=== WHAT THE TASK REQUIRES ===
What you return should be every record, retyped without a single change.

*** Begin section ***

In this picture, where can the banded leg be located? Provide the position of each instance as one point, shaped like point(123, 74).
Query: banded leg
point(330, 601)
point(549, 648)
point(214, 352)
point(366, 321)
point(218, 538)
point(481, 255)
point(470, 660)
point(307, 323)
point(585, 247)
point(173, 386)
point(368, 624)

*** End section ***

=== RESULT FOR THIS EXERCISE ===
In this picture, where can the banded leg be located? Provide the position of each instance as one point, shaped like point(123, 74).
Query: banded leg
point(330, 601)
point(549, 648)
point(214, 352)
point(366, 321)
point(218, 538)
point(481, 255)
point(470, 660)
point(307, 323)
point(585, 247)
point(173, 386)
point(368, 624)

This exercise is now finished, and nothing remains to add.